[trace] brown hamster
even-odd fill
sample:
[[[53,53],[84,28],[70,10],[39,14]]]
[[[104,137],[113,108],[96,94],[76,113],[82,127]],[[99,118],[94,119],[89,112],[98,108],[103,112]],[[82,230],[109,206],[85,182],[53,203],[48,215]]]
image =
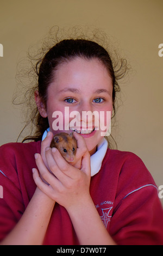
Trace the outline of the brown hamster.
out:
[[[77,142],[73,133],[57,133],[53,137],[50,147],[57,148],[67,162],[74,161],[77,149]]]

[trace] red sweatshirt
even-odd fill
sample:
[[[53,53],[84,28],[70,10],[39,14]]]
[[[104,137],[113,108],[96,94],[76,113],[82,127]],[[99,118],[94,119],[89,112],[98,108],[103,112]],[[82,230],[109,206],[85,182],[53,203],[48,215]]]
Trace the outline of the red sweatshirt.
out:
[[[40,141],[9,143],[0,148],[3,192],[0,241],[18,222],[35,192],[32,169],[36,167],[34,154],[40,153]],[[158,190],[135,154],[108,149],[100,171],[91,177],[90,193],[105,227],[118,245],[163,245],[163,211]],[[44,244],[78,244],[67,211],[57,203]]]

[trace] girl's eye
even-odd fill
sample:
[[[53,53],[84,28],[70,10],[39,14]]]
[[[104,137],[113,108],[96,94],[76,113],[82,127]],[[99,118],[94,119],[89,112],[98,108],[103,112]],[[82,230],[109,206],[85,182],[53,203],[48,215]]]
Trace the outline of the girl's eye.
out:
[[[102,98],[96,98],[93,100],[93,102],[95,103],[101,103],[104,101],[104,99]]]
[[[73,98],[66,99],[65,101],[67,103],[75,103],[76,100]]]

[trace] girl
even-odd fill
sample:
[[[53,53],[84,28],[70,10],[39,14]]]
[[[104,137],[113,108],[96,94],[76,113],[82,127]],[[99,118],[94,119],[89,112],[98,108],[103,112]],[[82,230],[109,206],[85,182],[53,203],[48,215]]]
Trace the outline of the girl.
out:
[[[108,52],[92,41],[64,40],[39,64],[34,142],[1,148],[1,244],[163,244],[162,210],[144,164],[108,148],[93,115],[91,127],[83,120],[84,111],[103,112],[103,121],[114,114],[118,87]],[[79,113],[80,125],[72,127],[70,115],[68,130],[66,107]],[[76,131],[71,164],[49,148],[55,111],[62,113],[59,132]]]

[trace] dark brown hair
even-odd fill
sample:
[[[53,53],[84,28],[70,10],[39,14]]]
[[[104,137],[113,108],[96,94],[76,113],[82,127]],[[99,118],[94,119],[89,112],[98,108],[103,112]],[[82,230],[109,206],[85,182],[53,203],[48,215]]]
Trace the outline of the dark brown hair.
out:
[[[124,59],[120,60],[120,65],[116,70],[108,52],[99,44],[85,39],[68,39],[62,40],[51,47],[42,58],[37,60],[35,71],[37,76],[37,84],[33,87],[38,89],[39,96],[46,106],[47,88],[51,82],[55,79],[55,70],[65,61],[79,57],[86,59],[96,58],[106,68],[112,82],[112,105],[114,115],[115,114],[116,94],[120,89],[118,80],[124,76],[128,69]],[[116,63],[117,66],[117,63]],[[33,111],[31,120],[36,127],[34,136],[26,137],[26,140],[37,141],[41,140],[44,131],[49,127],[48,118],[42,118],[37,108]]]

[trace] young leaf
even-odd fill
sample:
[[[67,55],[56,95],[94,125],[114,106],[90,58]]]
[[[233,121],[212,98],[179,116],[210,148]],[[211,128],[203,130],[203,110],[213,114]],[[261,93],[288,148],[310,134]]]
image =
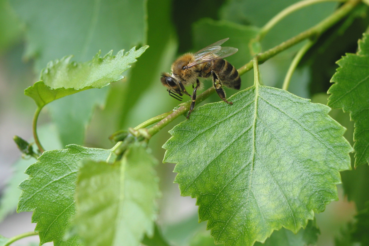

▶ WORK INSTRUCTIONS
Repeat the items above word for word, from the line containing "[trace] young leaf" through the end of the items, with both ends included. Leave the pictures out of your answer.

▶ TASK OUTPUT
[trace] young leaf
even-odd fill
sample:
[[[67,55],[56,95],[94,125],[114,106],[90,58]]]
[[[233,121],[212,98],[179,116],[210,148]],[[211,128],[203,130],[203,110],[213,114]],[[261,93],[288,148],[310,134]]]
image =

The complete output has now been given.